### [REQUIREMENT 1]
Render the entries from the line containing "of yellow flower shown in this photo." through the end of the entries, both ends inclusive, as a JSON list of strings, one string per line, with blank lines omitted.

##### SELECTED EXCERPT #####

In simple words, tile-based is beneficial to a few algorithms, but we should continue to use row-based execution for all other algorithms.

Tile-based execution may be necessary to inter-operate with GPU, but GPU usage already implies memory-copying. GPU may also impose maximum texture size.


Here is a teaser: imagine having this class, which is a "pool" of "row buffers (aligned)", and imagine algorithms which can be written to exploit such usefulness:

// for simplicity, here we ignore strict-OOP, visibility, etc. 
// We also skip class template, which is trivial to add later.
// Reference counting for each row (either shared_ptr or on top of that) can also be added later.
// "RowBufferU8" and aligned_vector is only for illustration. 
// A correct implementation would need unique_ptr for a row, along with aligned allocator/deallocator.  
// Use of int, size_t not taken cared of carefully here. A real implementation will try to get those correct.

##### MATERIAL #####

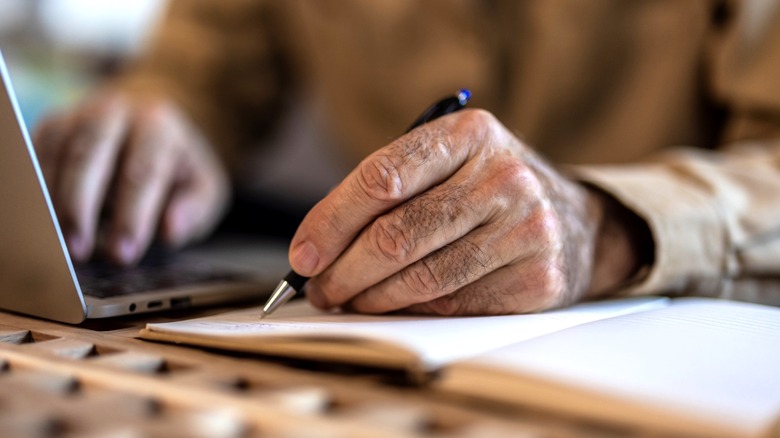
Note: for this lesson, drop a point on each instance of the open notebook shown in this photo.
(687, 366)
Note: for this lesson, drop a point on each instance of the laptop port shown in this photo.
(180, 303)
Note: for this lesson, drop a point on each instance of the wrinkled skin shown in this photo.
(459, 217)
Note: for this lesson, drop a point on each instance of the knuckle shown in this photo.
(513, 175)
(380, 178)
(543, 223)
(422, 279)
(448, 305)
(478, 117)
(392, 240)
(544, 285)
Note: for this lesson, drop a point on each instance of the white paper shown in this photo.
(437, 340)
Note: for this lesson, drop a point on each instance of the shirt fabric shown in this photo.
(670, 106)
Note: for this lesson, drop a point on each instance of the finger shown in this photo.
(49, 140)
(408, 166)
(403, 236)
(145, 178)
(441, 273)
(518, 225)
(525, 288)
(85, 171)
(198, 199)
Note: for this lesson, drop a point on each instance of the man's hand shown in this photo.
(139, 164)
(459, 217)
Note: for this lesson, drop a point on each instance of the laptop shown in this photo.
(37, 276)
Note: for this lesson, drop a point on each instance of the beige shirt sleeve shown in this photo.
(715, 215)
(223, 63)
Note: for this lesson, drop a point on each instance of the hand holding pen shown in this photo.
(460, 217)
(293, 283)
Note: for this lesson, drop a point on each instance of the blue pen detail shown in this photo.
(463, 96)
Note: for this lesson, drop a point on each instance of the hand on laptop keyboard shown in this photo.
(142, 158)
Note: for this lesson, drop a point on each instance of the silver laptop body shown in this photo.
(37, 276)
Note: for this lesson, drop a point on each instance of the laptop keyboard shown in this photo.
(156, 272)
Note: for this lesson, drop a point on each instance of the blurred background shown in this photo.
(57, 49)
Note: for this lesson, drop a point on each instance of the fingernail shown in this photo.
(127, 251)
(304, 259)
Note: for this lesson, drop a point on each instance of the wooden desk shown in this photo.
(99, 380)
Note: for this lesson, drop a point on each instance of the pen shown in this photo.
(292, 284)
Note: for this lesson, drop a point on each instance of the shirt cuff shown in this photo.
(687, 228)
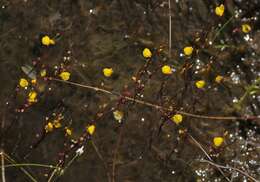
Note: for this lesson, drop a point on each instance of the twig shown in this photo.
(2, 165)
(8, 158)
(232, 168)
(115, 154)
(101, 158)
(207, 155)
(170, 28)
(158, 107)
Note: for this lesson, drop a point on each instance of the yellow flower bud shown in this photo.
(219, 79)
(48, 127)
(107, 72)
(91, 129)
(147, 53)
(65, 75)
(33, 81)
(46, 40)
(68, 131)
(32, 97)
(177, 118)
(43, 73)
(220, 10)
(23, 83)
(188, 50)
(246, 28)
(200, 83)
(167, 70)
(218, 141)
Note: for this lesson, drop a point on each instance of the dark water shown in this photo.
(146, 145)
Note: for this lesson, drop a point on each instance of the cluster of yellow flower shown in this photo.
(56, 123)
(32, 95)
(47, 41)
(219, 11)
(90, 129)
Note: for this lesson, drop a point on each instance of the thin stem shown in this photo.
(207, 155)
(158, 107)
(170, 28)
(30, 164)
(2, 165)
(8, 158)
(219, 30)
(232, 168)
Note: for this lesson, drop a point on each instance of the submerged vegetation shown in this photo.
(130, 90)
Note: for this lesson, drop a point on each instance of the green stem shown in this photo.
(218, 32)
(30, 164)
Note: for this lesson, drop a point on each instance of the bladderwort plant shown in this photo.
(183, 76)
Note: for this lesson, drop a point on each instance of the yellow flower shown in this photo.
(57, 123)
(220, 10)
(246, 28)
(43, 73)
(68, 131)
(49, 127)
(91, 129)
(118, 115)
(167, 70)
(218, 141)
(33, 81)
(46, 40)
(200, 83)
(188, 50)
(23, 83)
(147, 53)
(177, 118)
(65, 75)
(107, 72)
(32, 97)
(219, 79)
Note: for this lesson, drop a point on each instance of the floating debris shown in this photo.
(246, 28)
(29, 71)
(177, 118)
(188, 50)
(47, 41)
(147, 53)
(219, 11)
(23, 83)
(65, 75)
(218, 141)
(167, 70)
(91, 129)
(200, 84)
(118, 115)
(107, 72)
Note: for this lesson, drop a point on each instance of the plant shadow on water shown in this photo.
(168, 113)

#####

### [REQUIREMENT 2]
In the excerpt on tile-based execution, translate this sentence into Spanish: "GPU may also impose maximum texture size."

### [SOLUTION 1]
[
  "Note: for this lesson, drop a point on each instance of the cluster of yellow flower shown in this photo.",
  "(56, 123)",
  "(32, 95)",
  "(47, 41)",
  "(219, 11)",
  "(90, 129)",
  "Note: for this lesson, drop a point on each instance of the thin stem shown in this photo.",
  "(207, 155)",
  "(158, 107)",
  "(170, 28)",
  "(30, 164)",
  "(2, 165)",
  "(8, 158)",
  "(219, 30)",
  "(232, 168)",
  "Note: for this lesson, drop a point on each instance of the submerged vegetation shown in this photo.",
  "(130, 90)",
  "Note: for this lesson, drop a point on each instance of the green stem shown in this photo.",
  "(218, 32)",
  "(30, 164)",
  "Note: for this lesson, drop a point on each instance of the bladderwort plant shown in this photo.",
  "(183, 76)",
  "Note: for this lesson, drop a point on each instance of the yellow flower shown in this photo.",
  "(57, 123)",
  "(220, 10)",
  "(246, 28)",
  "(43, 73)",
  "(68, 131)",
  "(49, 127)",
  "(91, 129)",
  "(118, 115)",
  "(167, 70)",
  "(218, 141)",
  "(33, 81)",
  "(46, 40)",
  "(200, 83)",
  "(188, 50)",
  "(23, 83)",
  "(147, 53)",
  "(177, 118)",
  "(65, 75)",
  "(107, 72)",
  "(32, 97)",
  "(219, 79)",
  "Note: for this lesson, drop a point on each instance of the floating debris shown in this photo.",
  "(246, 28)",
  "(29, 71)",
  "(177, 118)",
  "(188, 50)",
  "(47, 41)",
  "(147, 53)",
  "(219, 11)",
  "(23, 83)",
  "(65, 75)",
  "(218, 141)",
  "(167, 70)",
  "(91, 129)",
  "(200, 84)",
  "(118, 115)",
  "(107, 72)",
  "Note: for this lesson, drop a point on each instance of the plant shadow on water shown in this photo.",
  "(168, 113)"
]

### [SOLUTION 2]
La GPU también puede imponer un tamaño máximo de textura.